Directions:
1 - List every phrase that appears inside quotation marks in the article on the Supreme Court religious accommodation ruling.
2 - Continue the article on the Supreme Court's religious accommodation ruling after its final sentence.

Document passage:

[Start of Attachment]

Supreme Court expands workers' religious protections: What hospitals should know

All employees may request accommodations, including time off from work, when an employer's schedule interferes with the worker's religious beliefs and practices, the Supreme Court ruled June 29. 

The court "broadened religious protections for workers" in its June 29 opinion and clarified when employers, including hospitals, are permitted to refuse employee-requested religious accommodations.

The previous legal standard required that employers demonstrate the minimal cost of making an accommodation for a worker's religious observance.

The latest decision puts a higher burden on employers who want to deny an employee's request based on religious observance. The court said employers must "show that the burden of granting an accommodation" has "substantial increased costs in relation to the conduct of its particular business" in order to refuse an employee's request, the court said.

[End of Attachment]

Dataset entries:
[Start of Attachment]

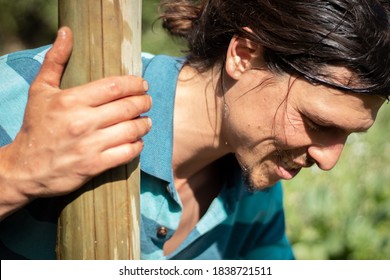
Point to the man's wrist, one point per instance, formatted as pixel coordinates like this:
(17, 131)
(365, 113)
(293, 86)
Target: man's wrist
(11, 185)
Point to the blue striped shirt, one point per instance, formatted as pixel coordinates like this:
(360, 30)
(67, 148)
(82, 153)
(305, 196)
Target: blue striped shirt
(238, 224)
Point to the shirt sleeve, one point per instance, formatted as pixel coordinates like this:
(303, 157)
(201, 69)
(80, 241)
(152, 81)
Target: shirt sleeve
(17, 71)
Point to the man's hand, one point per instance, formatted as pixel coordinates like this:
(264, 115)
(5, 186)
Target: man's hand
(69, 136)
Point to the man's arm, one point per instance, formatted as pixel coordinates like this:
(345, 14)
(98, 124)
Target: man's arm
(71, 135)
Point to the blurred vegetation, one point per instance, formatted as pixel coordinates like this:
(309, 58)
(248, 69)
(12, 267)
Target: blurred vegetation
(342, 214)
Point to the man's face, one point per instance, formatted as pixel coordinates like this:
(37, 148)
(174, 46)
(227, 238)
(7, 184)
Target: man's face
(286, 123)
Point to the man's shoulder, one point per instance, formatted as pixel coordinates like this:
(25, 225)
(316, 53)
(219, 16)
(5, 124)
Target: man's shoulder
(24, 64)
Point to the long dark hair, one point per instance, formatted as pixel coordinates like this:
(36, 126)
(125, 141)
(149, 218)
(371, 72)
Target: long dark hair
(300, 37)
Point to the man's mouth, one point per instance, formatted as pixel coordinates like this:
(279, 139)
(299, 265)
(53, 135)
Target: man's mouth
(287, 168)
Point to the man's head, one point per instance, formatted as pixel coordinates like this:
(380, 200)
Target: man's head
(298, 76)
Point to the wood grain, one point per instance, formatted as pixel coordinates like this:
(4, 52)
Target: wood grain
(101, 220)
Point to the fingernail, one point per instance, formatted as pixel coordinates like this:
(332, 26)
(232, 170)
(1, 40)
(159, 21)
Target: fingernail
(61, 33)
(146, 85)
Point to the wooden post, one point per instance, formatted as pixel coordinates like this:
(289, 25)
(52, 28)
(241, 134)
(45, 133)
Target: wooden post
(102, 219)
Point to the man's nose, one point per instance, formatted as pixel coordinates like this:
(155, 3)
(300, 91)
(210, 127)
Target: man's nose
(327, 156)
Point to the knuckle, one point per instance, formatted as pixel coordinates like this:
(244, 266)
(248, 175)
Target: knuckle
(77, 127)
(65, 101)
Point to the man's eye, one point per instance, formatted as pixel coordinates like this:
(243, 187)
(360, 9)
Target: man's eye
(312, 126)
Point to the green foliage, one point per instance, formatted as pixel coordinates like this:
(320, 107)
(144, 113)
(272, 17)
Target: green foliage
(26, 24)
(345, 213)
(342, 214)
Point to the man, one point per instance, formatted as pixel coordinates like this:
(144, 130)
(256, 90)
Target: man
(249, 108)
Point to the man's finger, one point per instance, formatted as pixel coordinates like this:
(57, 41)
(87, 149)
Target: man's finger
(56, 58)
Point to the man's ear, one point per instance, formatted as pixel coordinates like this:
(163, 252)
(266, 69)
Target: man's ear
(242, 55)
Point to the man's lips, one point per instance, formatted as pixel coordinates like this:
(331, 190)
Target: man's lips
(287, 168)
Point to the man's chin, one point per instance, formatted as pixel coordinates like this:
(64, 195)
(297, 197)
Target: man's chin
(255, 184)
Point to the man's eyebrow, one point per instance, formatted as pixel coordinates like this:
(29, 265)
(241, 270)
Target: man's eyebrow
(326, 123)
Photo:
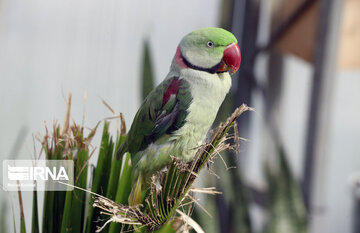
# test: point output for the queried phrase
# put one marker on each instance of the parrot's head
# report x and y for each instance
(213, 50)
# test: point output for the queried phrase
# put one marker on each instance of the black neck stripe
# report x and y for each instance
(211, 70)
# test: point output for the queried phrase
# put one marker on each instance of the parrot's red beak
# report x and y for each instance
(231, 59)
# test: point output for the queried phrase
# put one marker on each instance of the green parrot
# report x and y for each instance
(175, 117)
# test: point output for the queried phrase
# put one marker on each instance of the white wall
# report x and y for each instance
(49, 48)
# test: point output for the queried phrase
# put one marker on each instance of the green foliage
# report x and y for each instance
(286, 207)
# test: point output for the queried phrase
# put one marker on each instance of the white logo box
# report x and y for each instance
(41, 175)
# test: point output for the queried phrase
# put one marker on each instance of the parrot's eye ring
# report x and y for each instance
(210, 44)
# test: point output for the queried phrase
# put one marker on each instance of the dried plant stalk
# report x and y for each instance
(163, 200)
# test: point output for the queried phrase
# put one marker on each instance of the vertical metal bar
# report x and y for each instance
(248, 35)
(325, 58)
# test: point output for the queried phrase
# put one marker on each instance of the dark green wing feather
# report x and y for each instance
(163, 111)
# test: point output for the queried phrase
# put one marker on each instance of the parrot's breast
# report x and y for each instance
(208, 92)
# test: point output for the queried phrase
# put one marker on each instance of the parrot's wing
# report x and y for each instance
(164, 110)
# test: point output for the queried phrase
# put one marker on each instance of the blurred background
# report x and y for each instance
(298, 170)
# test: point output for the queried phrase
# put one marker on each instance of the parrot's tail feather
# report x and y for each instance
(121, 151)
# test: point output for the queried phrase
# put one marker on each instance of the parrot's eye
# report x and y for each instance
(210, 44)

[End of Attachment]

Answers in order:
1 -
- "broadened religious protections for workers"
- "show that the burden of granting an accommodation"
- "substantial increased costs in relation to the conduct of its particular business"

2 -
"The unanimous opinion, written by Justice Samuel A. Alito Jr., found that employers must show that granting such an accommodation would lead to 'substantial increased costs' in relation to the conduct of its business," according to a June 29 Roll Call news report. 

Employers must "reasonably accommodate" a worker's religious practices, "not merely … assess the reasonableness of a particular possible accommodation or accommodations," Mr. Alito wrote. "This distinction matters. … it would not be enough for an employer to conclude that forcing other employees to work overtime would constitute an undue hardship. Consideration of other options, such as voluntary shift swapping, would also be necessary."